Desde el momento en que el cardenal Jean Louis Tauran anunció a la multitud reunida en la Plaza de San Pedro que el purpurado consagrado como nuevo Papa era Jorge Mario Bergoglio, un vendaval atravesó al oficialismo argentino.
Los unos y los otros
Las primeras reacciones del núcleo central del gobierno y de su
entorno directo fueron de transparente franqueza: se expresaron en la
frialdad pública y la furia privada de la presidente, en la actitud
reticente de los legisladores porteños que comanda el kirchnerista Juan
Cabandié, que se retiraron del recinto de sesiones para no rendir
homenaje al flamante Papa argentino, en la rigidez de los diputados del
Frente para la Victoria que no quisieron interrumpir un homenaje a Hugo
Chávez para asistir a la televisación del primer encuentro del Papa
Francisco con el mundo. Párrafo aparte para asesores y lenguaraces
del gobierno central como Horacio Verbitsky, Luis D’Elía o la señora de
Carlotto, que volvieron a volcar sus resentidas opiniones y
desacreditadas denuncias sobre las espaldas del nuevo Pontífice (antes
aún, esas calumnias habían sido vehiculizadas hacia las congregaciones
de cardenales, facilitándole munición a los enemigos curiales de
Bergoglio de acuerdo al viejo lema de que “el enemigo de mi enemigo es
mi amigo”. El episodio ya trae cola).
Pero las cosas empezaron a pintar distintas muy rápidamente y se esbozaron tres posiciones diversas.
Una, la de muchos peronistas cooptados por el kirchnerismo que no
quisieron enfrentar al Papa (y mucho menos cuando constataban que
dirigentes como Daniel Scioli y Sergio Massa, amén de las
principales figuras de la oposición, se diferenciaban de la frialdad /
hostilidad del Palacio y se deshacían en cálidos elogios a Bergoglio).
El peronismo tradicionalmente se autodefine como expresión política
de la doctrina social de la Iglesia y siempre marchó cerca de esta,
salvo a mediados de 1955, cuando desde cerca de Perón (en
cierto sentido, desde su izquierda) se desató contra ella una estéril
batalla que dañó principalmente al justicialismo y a su líder. Los
dirigentes oficialistas con más raíces en el justicialismo no quieren
repetir aquellas torpezas y mucho menos pelear contra un Papa popular y
argentino.
Un Papa peronista
Dirigentes territoriales y hasta miembros del gabinete alzaron la voz
o murmuraron en defensa de Francisco. Guillermo Moreno, que tiene vasos
comunicantes con ese sector del justicialismo y no carece de audacia,
se apresuró a celebrar al “Papa argentino y peronista”, gambeteando lo
que hasta ese momento parecía la postura inmodificable de la Casa
Rosada.
A raíz de que el secretario de Comercio empleó aquella expresión en
una reunión con empresarios, desde distintos sectores le atribuyeron a
él los afiches que aparecieron en las calles porteñas, con la imagen
de Bergoglio y la leyenda: “Francisco I: argentino y peronista”. Moreno
dejó correr ese rumor, pero él es inocente de esos carteles que, en
rigor, tuvieron un origen anti-K: había sido presentado en un foro de
signo peronista opositor (la Peña Eva Perón de Buenos Aires), por quien
lo diseñó, el veterano Osvaldo Agosto (que cada año promueve los afiches
de homenaje a José Rucci “argentino y peronista”), y había
sido financiado por el sindicalismo adversario del gobierno
(específicamente, por Luis Barrionuevo y Hugo Moyano).

§ **Información suministrada**
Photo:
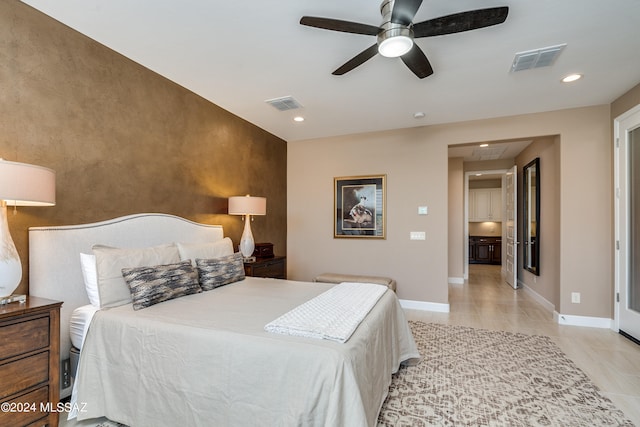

§ **Tareas por realizar**
A) Transcribe sin cambios el texto sobre la elección de Bergoglio desde "Desde el momento" hasta "al oficialismo argentino.", ambos incluidos.
B) Prolonga el texto sobre la elección de Bergoglio a partir del punto en que termina.
El material no es necesario para ninguna de las tareas.

§ **Respuestas por tarea**
A)
Desde el momento en que el cardenal Jean Louis Tauran anunció a la multitud reunida en la Plaza de San Pedro que el purpurado consagrado como nuevo Papa era Jorge Mario Bergoglio, un vendaval atravesó al oficialismo argentino.

B)
El Papa estimulaba una convergencia del peronismo más ortodoxo por encima de la frontera K.
Del desconcierto a la retractación
Hubo una segunda posición: fue la que adoptaron la Presidencia y sus
legiones más próximas después del primer momento. La señora de Kirchner
fue modificando su franca, espontánea oposición original para dar lugar a
una adecuación más o menos resignada a la ola de simpatía generada por
Bergoglio. “Sería una tontería quedarse afuera y regalarles a los
adversarios el entusiasmo provocado por la designación del Papa
argentino”, dijo uno de sus adláteres. La señora se preparó para
convivir con el nuevo Pontífice y no salir malherida.
En el círculo más próximo a la Presidente se temía que el diagnóstico
de Horacio Verbitsky de 2005 (que un papado de Bergoglio sería para el
gobierno argentino equivalente al papado de Juan Pablo II para
el comunismo polaco-soviético) se confirmara vertiginosamente.
El cambio brusco de sintonía se notó en el tono más elaborado y de
apariencia cordial que empleó la presidente durante el encuentro que le
concedió el Papa. Con un pragmatismo calculado que se acentuó con el
impacto del estilo sencillo y cordial del Papa, la señora buscó barrer
bajo la alfombra su reticencia sobre el pastor a quien durante una
década consideró un adversario y al que le negó catorce veces
una audiencia.
Un intelectual del sedicente grupo progresista Carta Abierta explicó
así la jugada: se trata, dijo, de “tácticas políticas, como ser elaborar
una serie de elogios ante una persona que antes no se consideraba
elogiable.
Eso lo podemos poner en el capítulo de las acciones políticas que
elige un militante de un gobierno, que ve un cierto riesgo en la
intervención directa” del Papa en la política doméstica.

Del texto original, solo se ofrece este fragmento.